RECORDS PROVIDED:
● ● ●
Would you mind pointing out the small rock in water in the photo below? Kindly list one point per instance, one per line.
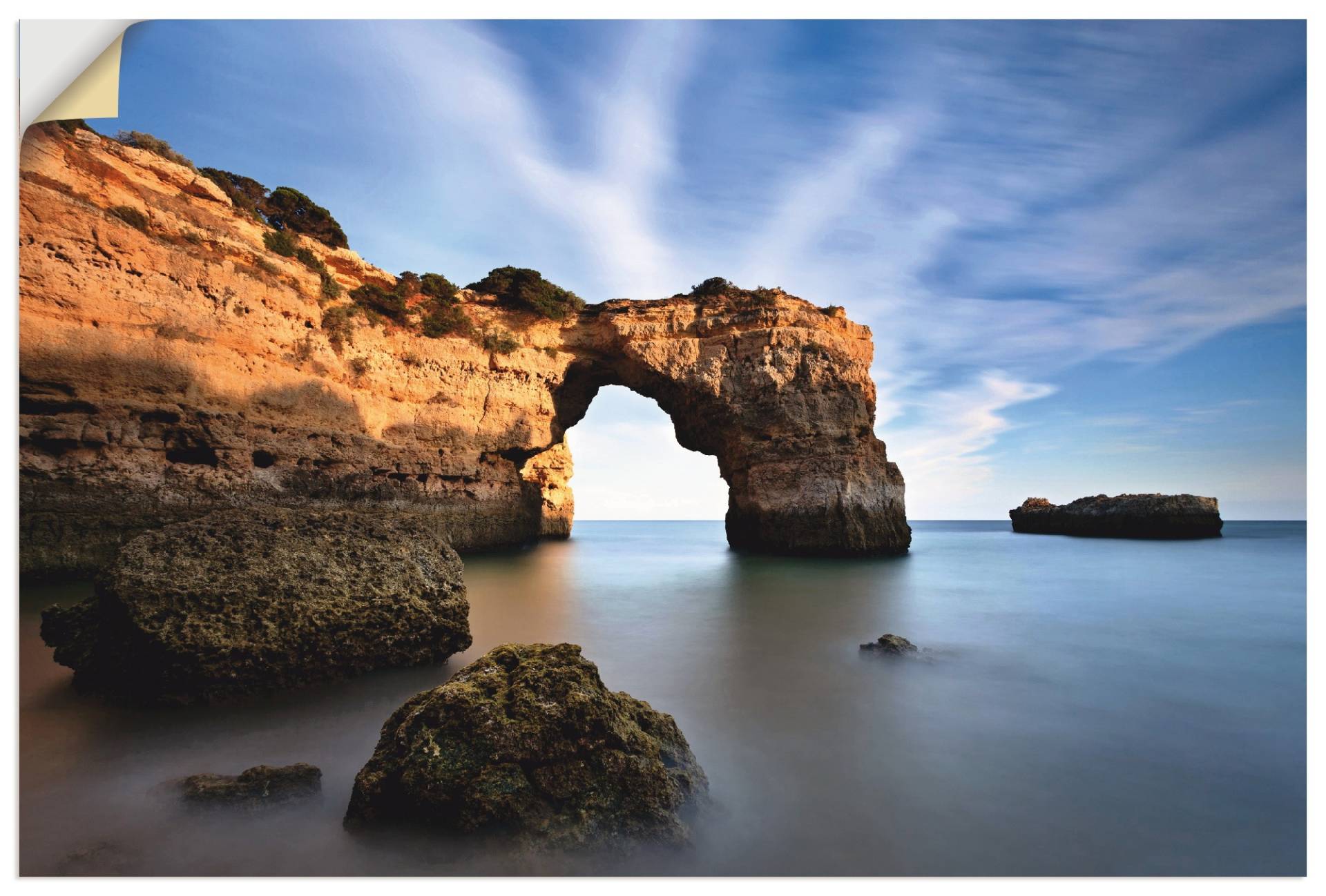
(99, 859)
(258, 786)
(890, 645)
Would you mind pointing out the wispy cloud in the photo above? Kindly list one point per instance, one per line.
(1134, 193)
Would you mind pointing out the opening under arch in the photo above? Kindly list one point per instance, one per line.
(629, 465)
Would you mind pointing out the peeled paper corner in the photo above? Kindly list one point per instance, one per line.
(52, 50)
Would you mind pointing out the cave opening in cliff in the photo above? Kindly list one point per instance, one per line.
(629, 465)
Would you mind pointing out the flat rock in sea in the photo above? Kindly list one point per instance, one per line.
(249, 601)
(1122, 516)
(895, 645)
(527, 743)
(263, 785)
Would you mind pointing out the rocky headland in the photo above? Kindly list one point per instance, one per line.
(528, 743)
(252, 601)
(182, 351)
(1122, 516)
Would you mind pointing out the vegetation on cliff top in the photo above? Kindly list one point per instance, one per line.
(716, 286)
(161, 148)
(288, 208)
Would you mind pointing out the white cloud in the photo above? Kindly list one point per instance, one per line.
(996, 226)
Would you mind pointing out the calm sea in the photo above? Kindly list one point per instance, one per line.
(1086, 707)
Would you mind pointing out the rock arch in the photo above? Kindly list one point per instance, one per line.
(214, 382)
(778, 390)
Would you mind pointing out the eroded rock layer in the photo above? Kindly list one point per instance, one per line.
(1122, 516)
(171, 364)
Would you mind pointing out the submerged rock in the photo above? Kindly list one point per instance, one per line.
(1124, 516)
(890, 645)
(258, 786)
(527, 741)
(249, 601)
(99, 859)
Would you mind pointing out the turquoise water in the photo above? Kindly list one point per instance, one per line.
(1086, 707)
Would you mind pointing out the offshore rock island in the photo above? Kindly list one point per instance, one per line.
(1122, 516)
(180, 356)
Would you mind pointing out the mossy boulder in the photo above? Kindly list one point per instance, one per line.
(251, 601)
(527, 743)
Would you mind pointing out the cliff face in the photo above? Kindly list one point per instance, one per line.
(1122, 516)
(170, 364)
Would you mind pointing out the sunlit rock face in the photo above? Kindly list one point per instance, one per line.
(177, 367)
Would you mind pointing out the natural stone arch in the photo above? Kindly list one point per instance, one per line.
(778, 391)
(149, 399)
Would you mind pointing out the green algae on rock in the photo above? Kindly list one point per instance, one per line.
(251, 601)
(526, 741)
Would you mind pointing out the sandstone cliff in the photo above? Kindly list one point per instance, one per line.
(171, 364)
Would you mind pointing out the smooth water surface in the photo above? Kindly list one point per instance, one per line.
(1086, 707)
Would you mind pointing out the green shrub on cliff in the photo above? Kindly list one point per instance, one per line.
(715, 286)
(527, 289)
(289, 210)
(161, 148)
(438, 286)
(280, 243)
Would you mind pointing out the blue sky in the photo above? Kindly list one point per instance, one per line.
(1079, 246)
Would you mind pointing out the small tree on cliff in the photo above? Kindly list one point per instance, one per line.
(527, 289)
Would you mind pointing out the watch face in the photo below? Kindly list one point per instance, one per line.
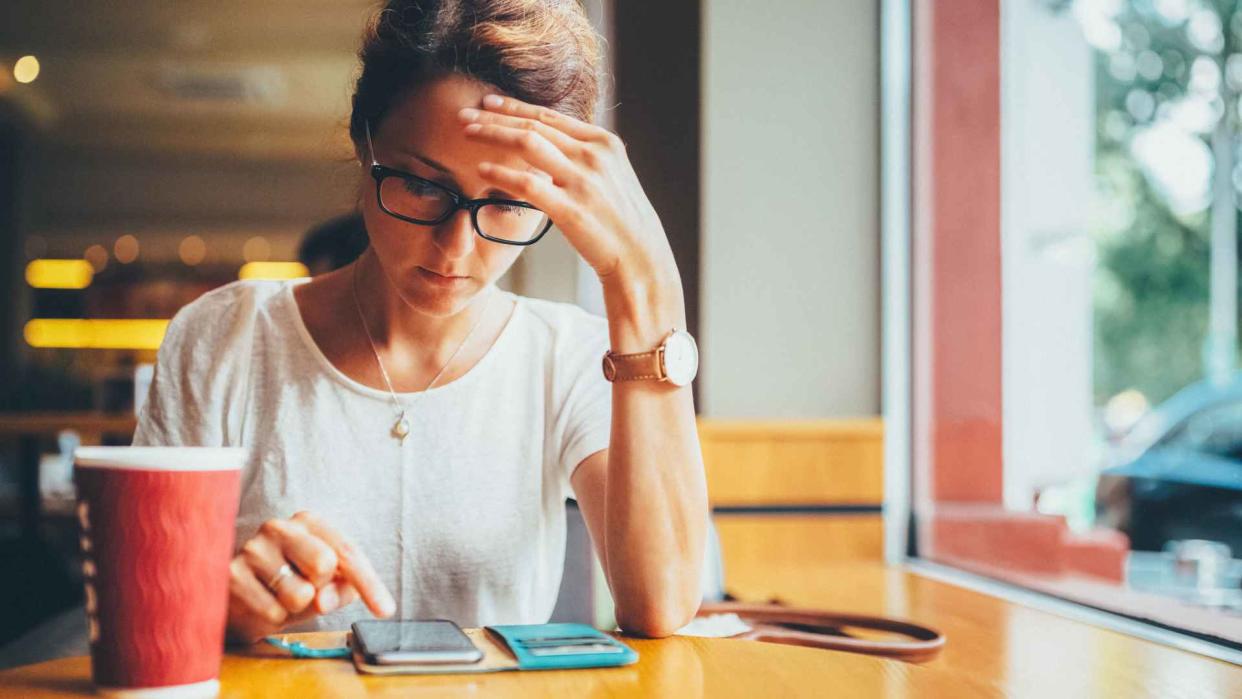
● ● ●
ASSIGNMENT: Write the records out once more, exactly as they appear, with no pictures.

ANSWER BOX:
Would you mind pointing out the small rock in water in the photo below? Kindly list one point per instance, one per line.
(99, 859)
(258, 786)
(890, 645)
Would you mind pointing out the wispy cloud in the photo above? Kindly list one point per instance, one per line.
(1134, 193)
Would you mind pointing out the opening under arch in the photo above? Kindly list one point per instance, one per line.
(629, 465)
Would you mind pointing out the peeled paper corner in the photo above? Kindly list one point per instance, one per line.
(52, 50)
Would you mind pointing out the cave opening in cliff in the photo above? Kindly list one point per instance, one per line.
(629, 465)
Would you mind pointing out the flat rock in sea in the photo above? Kindly list one point per instance, one per line.
(249, 601)
(1122, 516)
(895, 645)
(527, 743)
(263, 785)
Would you mind pointing out the rocky headland in the photo above? Kindly list one point per instance, one per line.
(528, 743)
(252, 601)
(182, 351)
(1122, 516)
Would you mind pointing out the vegetation on cliff top in the photo above? Kindly list one point per instance, one per line.
(716, 286)
(161, 148)
(288, 208)
Would you mind pointing out the white cloud in the photo above? Kindly list one point per instance, one per line.
(996, 226)
Would you mind pointing out the calm sea in the photo above? Kindly list one point per instance, one per line.
(1086, 707)
Would you mind pointing out the rock arch in the photo above? Kindly list one point per instance, one per line.
(214, 382)
(778, 390)
Would you mind pointing out the eroded rock layer in the photo above? Kindly list one point per instance, one per line.
(1122, 516)
(171, 364)
Would you mind pointing out the submerged rock in the photo above? Kindly list one point per instance, one per line.
(1124, 516)
(890, 645)
(258, 786)
(527, 741)
(249, 601)
(99, 859)
Would you mind pointing out the turquoise water in the photo above? Kindly list one point per instance, one per line.
(1086, 707)
Would you mind pointing out the offshore rock island in the photo above? Kindly list one point per instance, one per line.
(1122, 516)
(180, 356)
Would you mind pointing out the mossy boulder in the photo above? Kindly list one point per instance, one per line.
(251, 601)
(527, 743)
Would you mind pointing out the cliff face in the photo above? Kindly list one point per instance, one per line.
(1122, 516)
(170, 364)
Would you mind pointing out the sunlit rock face in the photo above? Kindly list one point per instance, one per line.
(177, 367)
Would you mind pointing out the natural stone arch in the photo above? Kindly list one point per instance, one per line.
(778, 391)
(149, 399)
Would you mind pointing out the green algae on rock in the photo above? Kindly list one point per instance, one per line.
(251, 601)
(526, 741)
Would you mind pointing out the sandstone cliff in the photo above? Kindly list one point per instance, one per line.
(171, 364)
Would you mind pointing out the smooth water surface in the photo above? Kindly list one point per instance, one per line.
(1086, 707)
Would you mind pointing out the green shrub on cliff in the photo above? Kindly list one point per instance, one per line.
(715, 286)
(527, 289)
(289, 210)
(161, 148)
(438, 286)
(280, 243)
Would you mind pointing out the blue sky in the photo above? Kindly list one point per instance, one per line.
(1079, 246)
Would you mind pointing out the small tree on cliff in the photo above? Kindly list one point per instance, one per line.
(527, 289)
Would you mind pointing out the watch face in the photo below? Kindly list one point per instance, one per line.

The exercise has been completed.